**Goal**: Copy out word for word everything in the entries below from the line containing "Player-tracking tagging: indicate the hat" down to the line containing "Target: blurred green background", including both of those lines.

————————

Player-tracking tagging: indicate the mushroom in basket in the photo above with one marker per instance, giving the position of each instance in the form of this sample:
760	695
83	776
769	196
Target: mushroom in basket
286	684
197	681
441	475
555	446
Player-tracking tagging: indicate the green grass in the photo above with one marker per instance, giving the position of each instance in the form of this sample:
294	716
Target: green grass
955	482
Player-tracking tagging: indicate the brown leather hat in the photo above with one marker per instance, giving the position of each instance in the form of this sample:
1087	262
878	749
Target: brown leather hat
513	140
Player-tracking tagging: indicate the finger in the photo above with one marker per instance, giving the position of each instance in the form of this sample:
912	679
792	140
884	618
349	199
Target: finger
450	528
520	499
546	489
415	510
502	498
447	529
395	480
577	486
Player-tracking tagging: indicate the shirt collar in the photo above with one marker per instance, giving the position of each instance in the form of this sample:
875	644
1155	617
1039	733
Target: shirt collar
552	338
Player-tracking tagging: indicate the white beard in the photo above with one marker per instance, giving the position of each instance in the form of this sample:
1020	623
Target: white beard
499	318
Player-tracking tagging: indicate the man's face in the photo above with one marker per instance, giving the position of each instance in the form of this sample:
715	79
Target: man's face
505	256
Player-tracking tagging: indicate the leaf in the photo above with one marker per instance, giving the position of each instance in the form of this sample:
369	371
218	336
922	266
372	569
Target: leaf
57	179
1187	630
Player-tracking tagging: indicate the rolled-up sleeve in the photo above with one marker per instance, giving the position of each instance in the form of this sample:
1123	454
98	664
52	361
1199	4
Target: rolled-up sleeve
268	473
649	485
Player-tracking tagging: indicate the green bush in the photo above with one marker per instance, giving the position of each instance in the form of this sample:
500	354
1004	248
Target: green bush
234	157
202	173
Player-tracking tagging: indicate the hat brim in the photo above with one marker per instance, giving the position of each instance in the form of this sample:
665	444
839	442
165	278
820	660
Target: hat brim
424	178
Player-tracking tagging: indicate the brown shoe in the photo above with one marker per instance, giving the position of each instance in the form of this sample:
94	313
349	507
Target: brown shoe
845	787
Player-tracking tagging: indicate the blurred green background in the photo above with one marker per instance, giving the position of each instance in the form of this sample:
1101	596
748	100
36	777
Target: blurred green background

————————

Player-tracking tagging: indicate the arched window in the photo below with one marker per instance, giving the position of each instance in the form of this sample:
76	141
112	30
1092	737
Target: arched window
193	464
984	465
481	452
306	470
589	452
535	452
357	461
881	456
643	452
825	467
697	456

————————

**Solution**:
Player-tracking tagging: indicate the hat brim in the photo above with one marker per instance, giving the position of each instance in the form of this sample:
665	444
839	442
165	278
820	660
Target: hat brim
424	178
Player-tracking tagging: indicate the brown shoe in the photo above with one marker per instance, giving the position of each instance in the form of this sample:
94	313
349	507
Target: brown shoe
845	787
Player-tracking tagging: indicate the blurred green background in the photo above with one marker per instance, giving the position of each instance in the form of this sample:
1101	596
748	100
36	777
Target: blurred green background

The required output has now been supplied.